• [To do]:
Which lines of the entries below include "background"? List them all.

• [Data records]:
---

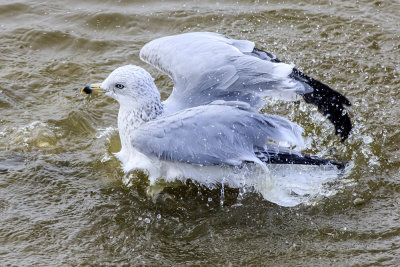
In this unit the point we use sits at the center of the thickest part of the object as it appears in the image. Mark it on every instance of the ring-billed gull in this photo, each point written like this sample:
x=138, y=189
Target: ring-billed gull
x=210, y=128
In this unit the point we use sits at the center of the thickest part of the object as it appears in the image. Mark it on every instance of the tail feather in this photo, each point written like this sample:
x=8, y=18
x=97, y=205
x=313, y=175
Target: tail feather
x=286, y=157
x=329, y=102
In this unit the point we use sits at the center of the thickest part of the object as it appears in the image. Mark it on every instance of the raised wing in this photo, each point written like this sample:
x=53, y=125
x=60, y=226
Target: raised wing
x=200, y=135
x=208, y=66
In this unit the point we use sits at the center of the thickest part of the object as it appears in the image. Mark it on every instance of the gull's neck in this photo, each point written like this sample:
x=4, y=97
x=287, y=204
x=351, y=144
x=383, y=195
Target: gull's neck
x=133, y=114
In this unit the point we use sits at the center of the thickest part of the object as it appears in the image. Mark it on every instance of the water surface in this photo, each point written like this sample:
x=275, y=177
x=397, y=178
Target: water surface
x=62, y=197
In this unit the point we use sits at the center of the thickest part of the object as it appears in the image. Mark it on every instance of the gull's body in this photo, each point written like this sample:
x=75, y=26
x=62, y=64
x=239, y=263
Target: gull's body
x=209, y=128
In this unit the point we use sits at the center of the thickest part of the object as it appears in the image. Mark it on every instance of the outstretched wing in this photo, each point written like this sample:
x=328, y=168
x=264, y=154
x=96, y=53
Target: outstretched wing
x=201, y=135
x=208, y=66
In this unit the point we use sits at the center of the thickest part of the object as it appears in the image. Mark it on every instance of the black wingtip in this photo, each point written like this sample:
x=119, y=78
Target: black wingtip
x=297, y=158
x=329, y=102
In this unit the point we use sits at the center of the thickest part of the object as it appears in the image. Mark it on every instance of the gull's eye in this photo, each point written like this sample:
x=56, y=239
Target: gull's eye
x=119, y=86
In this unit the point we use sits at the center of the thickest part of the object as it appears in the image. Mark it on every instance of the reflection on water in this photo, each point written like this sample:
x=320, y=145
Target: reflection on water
x=62, y=200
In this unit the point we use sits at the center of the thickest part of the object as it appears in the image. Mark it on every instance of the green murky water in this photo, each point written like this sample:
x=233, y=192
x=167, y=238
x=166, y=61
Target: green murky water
x=62, y=200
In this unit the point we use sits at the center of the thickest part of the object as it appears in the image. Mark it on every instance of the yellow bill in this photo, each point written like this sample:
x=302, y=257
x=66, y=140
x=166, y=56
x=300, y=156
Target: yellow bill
x=92, y=88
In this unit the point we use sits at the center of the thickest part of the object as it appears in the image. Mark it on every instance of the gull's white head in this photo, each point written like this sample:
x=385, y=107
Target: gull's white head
x=131, y=85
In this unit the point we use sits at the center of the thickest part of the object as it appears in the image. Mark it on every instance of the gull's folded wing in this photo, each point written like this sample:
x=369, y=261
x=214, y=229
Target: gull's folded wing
x=206, y=67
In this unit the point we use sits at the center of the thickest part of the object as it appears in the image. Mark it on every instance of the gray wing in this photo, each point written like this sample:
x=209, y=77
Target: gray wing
x=219, y=133
x=208, y=66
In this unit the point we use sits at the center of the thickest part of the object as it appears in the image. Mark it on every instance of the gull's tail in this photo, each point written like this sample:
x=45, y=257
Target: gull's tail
x=292, y=157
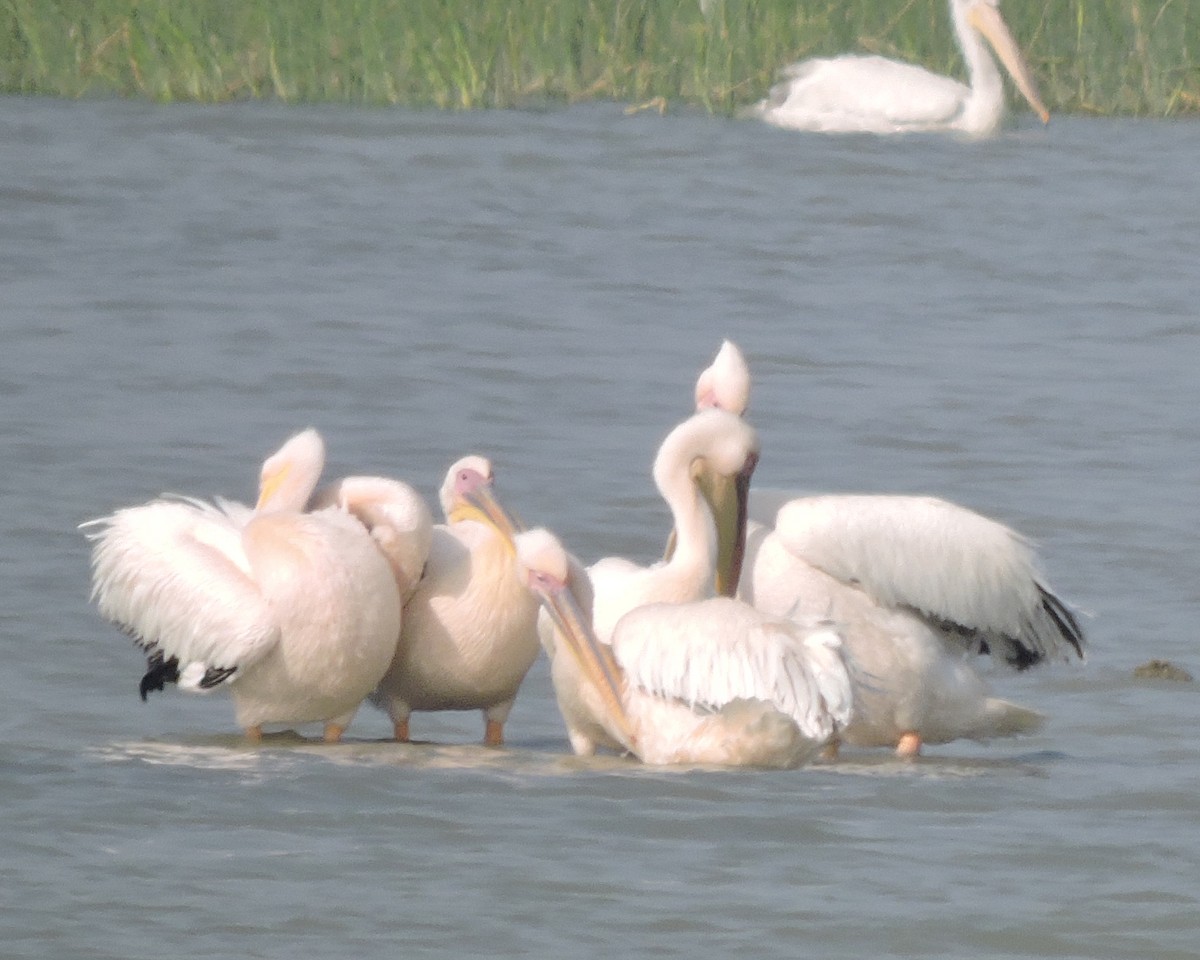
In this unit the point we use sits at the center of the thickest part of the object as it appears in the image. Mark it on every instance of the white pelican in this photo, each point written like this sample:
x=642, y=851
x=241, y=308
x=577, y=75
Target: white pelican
x=915, y=585
x=295, y=613
x=396, y=517
x=708, y=682
x=711, y=442
x=469, y=633
x=874, y=95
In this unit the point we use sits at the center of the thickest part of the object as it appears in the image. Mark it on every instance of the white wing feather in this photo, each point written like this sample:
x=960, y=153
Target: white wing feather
x=965, y=571
x=714, y=652
x=174, y=576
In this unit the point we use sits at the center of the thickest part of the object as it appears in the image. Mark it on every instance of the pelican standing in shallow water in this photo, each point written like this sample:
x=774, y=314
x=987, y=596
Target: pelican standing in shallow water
x=708, y=682
x=913, y=583
x=469, y=633
x=711, y=441
x=295, y=613
x=875, y=95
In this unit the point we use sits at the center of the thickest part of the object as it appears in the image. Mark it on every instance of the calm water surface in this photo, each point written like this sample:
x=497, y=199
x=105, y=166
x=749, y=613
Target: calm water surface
x=1012, y=324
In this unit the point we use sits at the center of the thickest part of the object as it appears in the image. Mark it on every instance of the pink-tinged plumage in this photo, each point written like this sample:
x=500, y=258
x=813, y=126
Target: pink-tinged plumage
x=468, y=636
x=875, y=95
x=711, y=682
x=396, y=516
x=915, y=585
x=297, y=613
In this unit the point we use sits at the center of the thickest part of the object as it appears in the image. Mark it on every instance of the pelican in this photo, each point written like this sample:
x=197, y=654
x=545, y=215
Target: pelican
x=394, y=514
x=295, y=613
x=874, y=95
x=708, y=682
x=915, y=583
x=713, y=441
x=469, y=631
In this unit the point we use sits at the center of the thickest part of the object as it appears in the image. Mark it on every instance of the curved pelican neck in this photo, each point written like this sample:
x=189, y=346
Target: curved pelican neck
x=695, y=529
x=985, y=100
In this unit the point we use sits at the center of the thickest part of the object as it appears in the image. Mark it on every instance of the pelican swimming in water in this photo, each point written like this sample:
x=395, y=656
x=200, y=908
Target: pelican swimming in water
x=708, y=682
x=469, y=631
x=297, y=613
x=915, y=585
x=875, y=95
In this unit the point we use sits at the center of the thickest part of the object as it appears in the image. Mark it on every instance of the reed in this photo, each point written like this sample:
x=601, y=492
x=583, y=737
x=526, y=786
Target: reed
x=1105, y=57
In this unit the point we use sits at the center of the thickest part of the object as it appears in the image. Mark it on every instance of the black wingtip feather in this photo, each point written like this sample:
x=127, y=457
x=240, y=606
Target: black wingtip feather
x=1063, y=619
x=159, y=673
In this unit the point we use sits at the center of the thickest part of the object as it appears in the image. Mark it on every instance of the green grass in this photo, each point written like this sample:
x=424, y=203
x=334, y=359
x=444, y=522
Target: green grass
x=1105, y=57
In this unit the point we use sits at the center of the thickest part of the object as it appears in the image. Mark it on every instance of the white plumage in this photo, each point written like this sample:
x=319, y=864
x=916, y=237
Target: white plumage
x=713, y=652
x=875, y=95
x=712, y=442
x=915, y=586
x=297, y=613
x=685, y=683
x=469, y=633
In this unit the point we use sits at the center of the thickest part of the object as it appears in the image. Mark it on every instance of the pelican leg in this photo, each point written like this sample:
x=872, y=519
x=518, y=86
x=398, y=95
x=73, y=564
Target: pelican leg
x=334, y=732
x=909, y=745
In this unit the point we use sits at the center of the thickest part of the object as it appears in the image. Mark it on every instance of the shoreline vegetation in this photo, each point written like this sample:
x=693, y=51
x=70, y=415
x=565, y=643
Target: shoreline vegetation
x=1092, y=57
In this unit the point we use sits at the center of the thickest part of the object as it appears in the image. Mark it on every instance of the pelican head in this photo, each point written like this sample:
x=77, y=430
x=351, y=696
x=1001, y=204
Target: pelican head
x=291, y=473
x=723, y=475
x=983, y=17
x=467, y=495
x=544, y=567
x=725, y=383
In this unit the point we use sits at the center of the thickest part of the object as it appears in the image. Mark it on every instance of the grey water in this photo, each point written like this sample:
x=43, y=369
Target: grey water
x=1013, y=324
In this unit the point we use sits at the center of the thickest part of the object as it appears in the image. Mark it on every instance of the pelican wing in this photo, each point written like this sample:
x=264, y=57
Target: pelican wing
x=174, y=576
x=975, y=579
x=714, y=652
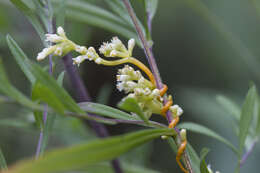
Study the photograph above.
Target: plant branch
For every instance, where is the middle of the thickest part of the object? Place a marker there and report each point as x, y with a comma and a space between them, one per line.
40, 148
82, 96
155, 70
246, 155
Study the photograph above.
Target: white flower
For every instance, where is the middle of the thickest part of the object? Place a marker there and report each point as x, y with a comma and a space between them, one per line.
45, 52
131, 45
123, 77
79, 59
58, 51
156, 93
81, 49
98, 60
54, 38
120, 86
176, 110
60, 31
183, 134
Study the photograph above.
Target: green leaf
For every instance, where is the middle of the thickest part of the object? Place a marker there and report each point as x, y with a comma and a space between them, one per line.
61, 78
3, 165
247, 116
32, 17
131, 105
104, 93
194, 158
42, 93
208, 132
7, 88
48, 83
229, 106
20, 57
90, 14
107, 111
90, 153
15, 123
203, 153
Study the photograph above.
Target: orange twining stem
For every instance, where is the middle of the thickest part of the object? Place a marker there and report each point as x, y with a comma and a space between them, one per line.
179, 154
163, 90
166, 107
174, 122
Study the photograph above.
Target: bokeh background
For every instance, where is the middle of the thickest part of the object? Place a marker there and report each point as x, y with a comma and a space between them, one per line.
201, 53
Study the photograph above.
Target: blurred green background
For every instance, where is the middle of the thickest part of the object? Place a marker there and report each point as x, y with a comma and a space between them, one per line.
201, 53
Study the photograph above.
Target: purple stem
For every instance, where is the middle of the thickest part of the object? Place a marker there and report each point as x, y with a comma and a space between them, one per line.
246, 155
155, 70
83, 96
45, 112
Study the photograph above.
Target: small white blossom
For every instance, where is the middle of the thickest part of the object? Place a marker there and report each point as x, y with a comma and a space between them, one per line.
79, 59
81, 49
120, 86
54, 38
98, 60
156, 92
58, 51
123, 77
176, 110
131, 45
60, 31
183, 134
45, 52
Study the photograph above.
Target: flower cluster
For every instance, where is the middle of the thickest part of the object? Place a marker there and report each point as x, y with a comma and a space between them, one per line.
61, 47
146, 94
117, 49
131, 81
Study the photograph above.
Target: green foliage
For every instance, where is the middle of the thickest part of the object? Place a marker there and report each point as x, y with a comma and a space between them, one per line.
131, 105
246, 116
7, 88
229, 106
83, 155
3, 165
203, 165
208, 132
30, 14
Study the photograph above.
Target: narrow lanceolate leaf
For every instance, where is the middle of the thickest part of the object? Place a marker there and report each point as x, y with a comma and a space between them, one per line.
33, 71
194, 158
30, 14
229, 106
131, 105
3, 165
208, 132
247, 116
20, 57
83, 155
107, 111
7, 88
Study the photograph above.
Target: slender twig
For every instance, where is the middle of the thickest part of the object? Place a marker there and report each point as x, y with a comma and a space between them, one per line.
82, 96
45, 112
246, 155
155, 70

---

• [Output of the exercise]:
Target: bokeh background
Target: blurred green background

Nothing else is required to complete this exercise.